:: TEXTO DADO ::
“Vosotros sois la luz del mundo. No se puede ocultar una ciudad puesta en lo alto del monte. Tampoco se enciende una lámpara para meterla debajo del celemín, sino para ponerla en el candelero y que alumbre a todos los de la casa. Brille así vuestra luz ante los hombres para que vean vuestras buenas obras y den gloria a vuestro Padre que está en los cielos”
Para entender este pasaje, es necesario primero conocer la fiesta de las luces o también llamada “Jannukká”, que en tiempos de Jesús se celebraba con gran vigor.
Nos remontamos a la época de los Macabeos, donde el infame Antioco IV Epífanes profano el Templo colocando un ídolo en el altar y lo saqueó llevándose entre otros tesoros, la pieza de oro más preciada: “la menorá” o candelabro de 7 brazos que alumbraba continuamente el lugar santo. Esta menorá representa en sus 7 luces a los 7 ojos de Dios que todo lo ve. Ese candelabro es un signo que habla de Dios como luz en medio de las tinieblas del mundo.

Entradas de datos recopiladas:
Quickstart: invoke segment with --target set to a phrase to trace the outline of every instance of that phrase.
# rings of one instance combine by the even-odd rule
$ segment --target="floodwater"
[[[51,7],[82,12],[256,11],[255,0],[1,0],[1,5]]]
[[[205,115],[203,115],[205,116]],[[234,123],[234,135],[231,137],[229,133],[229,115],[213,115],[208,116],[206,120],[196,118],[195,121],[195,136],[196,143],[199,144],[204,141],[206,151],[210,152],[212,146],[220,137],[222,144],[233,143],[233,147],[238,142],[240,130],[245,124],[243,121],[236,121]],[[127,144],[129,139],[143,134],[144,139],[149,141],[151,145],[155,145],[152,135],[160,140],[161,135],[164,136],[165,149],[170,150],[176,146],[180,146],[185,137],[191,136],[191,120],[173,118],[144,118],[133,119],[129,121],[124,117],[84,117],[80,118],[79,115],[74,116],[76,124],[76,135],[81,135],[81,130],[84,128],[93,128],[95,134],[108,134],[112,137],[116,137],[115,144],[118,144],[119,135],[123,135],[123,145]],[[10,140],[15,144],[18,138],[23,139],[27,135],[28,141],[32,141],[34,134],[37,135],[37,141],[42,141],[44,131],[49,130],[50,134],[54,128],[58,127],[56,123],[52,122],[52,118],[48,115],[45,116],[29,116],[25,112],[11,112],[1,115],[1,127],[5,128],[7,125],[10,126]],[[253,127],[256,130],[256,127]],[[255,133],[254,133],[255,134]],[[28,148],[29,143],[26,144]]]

...

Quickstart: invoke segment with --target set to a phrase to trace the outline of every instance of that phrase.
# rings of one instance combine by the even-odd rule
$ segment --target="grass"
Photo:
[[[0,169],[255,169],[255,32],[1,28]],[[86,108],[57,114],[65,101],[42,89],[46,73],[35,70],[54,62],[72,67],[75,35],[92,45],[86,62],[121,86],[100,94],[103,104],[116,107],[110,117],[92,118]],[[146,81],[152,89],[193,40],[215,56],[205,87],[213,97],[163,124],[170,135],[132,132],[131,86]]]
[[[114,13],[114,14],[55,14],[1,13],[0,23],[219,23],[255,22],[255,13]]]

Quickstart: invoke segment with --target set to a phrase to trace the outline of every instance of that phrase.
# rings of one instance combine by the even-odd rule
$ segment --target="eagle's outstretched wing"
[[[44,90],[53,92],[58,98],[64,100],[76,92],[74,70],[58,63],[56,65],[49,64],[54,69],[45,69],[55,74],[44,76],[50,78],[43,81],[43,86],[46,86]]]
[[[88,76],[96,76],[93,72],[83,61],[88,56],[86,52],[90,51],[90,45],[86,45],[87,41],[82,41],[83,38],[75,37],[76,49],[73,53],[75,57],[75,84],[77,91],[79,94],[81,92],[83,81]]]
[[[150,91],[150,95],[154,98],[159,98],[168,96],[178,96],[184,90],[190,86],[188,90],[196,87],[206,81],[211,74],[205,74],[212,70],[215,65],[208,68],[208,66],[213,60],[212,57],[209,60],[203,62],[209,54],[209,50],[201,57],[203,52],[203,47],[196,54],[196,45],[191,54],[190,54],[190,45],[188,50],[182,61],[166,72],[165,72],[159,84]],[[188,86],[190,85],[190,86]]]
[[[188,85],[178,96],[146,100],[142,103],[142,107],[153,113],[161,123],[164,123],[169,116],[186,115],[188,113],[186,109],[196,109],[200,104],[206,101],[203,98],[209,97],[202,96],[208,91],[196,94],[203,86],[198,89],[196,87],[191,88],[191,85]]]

:: TAREA A ::
Responde según el texto sobre la luz del mundo:
(i) ¿Dónde se pone la lámpara para que alumbre a todos los de la casa?
(ii) ¿Qué otro nombre recibe la fiesta de las luces?
(iii) ¿Qué representan las 7 luces de la menorá?
:: TAREA B ::
Transcribe el fragmento del texto sobre la luz del mundo que comienza en las palabras "Para entender este" y termina tras "con gran vigor.".
Para responder, básate únicamente en el texto sobre la luz del mundo.

:: RESULTADO A ::
(i) En el candelero.
(ii) “Jannukká”.
(iii) Los 7 ojos de Dios que todo lo ve.

:: RESULTADO B ::
Para entender este pasaje, es necesario primero conocer la fiesta de las luces o también llamada “Jannukká”, que en tiempos de Jesús se celebraba con gran vigor.